ISTRUZIONI: Elenca, per favore, tutte le espressioni che il brano sui lebbrosi riporta tra virgolette doppie, nell'ordine in cui compaiono.

BRANO DEL TESTO:

══════════════════════════════

Per nove lebbrosi su dieci, tutto questo può bastare.
Ma non è così: non mi può bastare ritrovare la mia vita quaggiù; non mi può bastare di trovare qualcuno che "mi si accompagni" e mi tolga la solitudine...etc... E' paradossale, ma qui è l'inganno del cuore umano, un inganno idolatrico che centra la vita su "cose"... come, per esempio, la salute
Questo Vangelo contesta, fondamentalmente un assioma che nella sapienza popolare - ahimé! - vessa la nostra intelligenza: "se c'è la salute c'è tutto!", la salute è la prima cosa. Pensiamo per esempio a persone che nella vita hanno fatto cose molto brutte: beh, se qualche dittatore della storia, fosse stato un po' malato, forse avrebbe fatto un po' meno male... Noi abbiamo paura delle malattie, dei limiti... ma se tanti dei tiranni, degli oppressori della storia, avessero avuto degli handicap fisici gravi... sarebbero stati malati forse pacifici e amorevoli. La salute non è nient'altro che una possibilità in più di fare del bene, niente altro che uno stato che noi assolutizziamo. Una volta che abbiamo ottenuto la salute, non abbiamo ottenuto anche la vita.
Infatti Gesù dice questa frase interessantissima, all'unico lebbroso che torna a cercare un rapporto con Lui: "Alzati e và, la tua fede ti ha salvato!". Non gli basta di essere guarito, cerca un rapporto con Lui e torna per ringraziare, per lodare Dio. Egli vede il profondo di ciò che gli è successo.

══════════════════════════════

ESTRATTI DEL DATASET:
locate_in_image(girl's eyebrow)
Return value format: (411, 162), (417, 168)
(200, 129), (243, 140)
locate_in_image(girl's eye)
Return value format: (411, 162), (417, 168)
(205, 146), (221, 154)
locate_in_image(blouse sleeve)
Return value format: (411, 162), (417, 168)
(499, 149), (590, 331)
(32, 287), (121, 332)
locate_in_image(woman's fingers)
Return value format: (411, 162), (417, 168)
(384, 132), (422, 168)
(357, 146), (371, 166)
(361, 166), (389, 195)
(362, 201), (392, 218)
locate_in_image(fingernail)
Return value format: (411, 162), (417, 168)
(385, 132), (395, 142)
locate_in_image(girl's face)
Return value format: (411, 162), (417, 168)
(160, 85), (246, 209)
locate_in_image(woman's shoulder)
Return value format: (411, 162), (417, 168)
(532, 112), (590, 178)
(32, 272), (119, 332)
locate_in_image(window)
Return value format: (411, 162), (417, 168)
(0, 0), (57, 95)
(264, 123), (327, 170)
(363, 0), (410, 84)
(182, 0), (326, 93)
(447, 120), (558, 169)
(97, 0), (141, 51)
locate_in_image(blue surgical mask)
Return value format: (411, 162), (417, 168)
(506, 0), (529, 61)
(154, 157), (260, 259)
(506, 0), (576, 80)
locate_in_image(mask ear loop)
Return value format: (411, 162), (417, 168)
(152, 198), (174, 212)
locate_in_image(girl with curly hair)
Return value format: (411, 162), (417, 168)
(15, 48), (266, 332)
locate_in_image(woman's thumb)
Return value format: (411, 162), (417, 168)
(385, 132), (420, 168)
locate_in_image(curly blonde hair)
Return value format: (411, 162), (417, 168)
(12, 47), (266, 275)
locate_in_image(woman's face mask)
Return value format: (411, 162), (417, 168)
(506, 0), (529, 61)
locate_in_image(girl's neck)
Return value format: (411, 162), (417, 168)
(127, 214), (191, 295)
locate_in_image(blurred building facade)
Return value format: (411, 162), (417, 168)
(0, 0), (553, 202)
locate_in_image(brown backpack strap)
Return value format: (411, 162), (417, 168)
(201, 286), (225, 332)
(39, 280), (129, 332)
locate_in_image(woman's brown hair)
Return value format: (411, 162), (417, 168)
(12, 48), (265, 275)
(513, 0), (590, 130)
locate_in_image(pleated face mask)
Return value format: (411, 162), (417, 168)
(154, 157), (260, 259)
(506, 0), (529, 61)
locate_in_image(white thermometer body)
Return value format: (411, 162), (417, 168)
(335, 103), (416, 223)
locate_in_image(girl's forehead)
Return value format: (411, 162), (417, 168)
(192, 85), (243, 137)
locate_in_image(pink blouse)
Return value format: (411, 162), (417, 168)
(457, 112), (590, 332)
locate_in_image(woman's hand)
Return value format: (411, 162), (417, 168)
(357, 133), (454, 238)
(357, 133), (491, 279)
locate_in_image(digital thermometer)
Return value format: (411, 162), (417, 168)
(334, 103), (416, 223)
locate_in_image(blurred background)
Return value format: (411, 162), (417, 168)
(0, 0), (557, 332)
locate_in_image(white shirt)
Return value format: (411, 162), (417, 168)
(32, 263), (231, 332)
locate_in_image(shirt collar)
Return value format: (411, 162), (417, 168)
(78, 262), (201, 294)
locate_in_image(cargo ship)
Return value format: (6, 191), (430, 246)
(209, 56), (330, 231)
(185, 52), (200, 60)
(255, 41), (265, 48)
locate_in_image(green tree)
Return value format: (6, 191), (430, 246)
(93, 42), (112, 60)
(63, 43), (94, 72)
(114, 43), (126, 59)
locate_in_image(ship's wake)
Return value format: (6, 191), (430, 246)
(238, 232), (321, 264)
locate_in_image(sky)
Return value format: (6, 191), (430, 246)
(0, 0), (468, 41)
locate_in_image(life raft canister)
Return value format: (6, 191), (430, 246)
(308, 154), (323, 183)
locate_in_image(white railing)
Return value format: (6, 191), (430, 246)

══════════════════════════════

RISPOSTA FINALE:
1. "mi si accompagni"
2. "cose"
3. "se c'è la salute c'è tutto!"
4. "Alzati e và, la tua fede ti ha salvato!"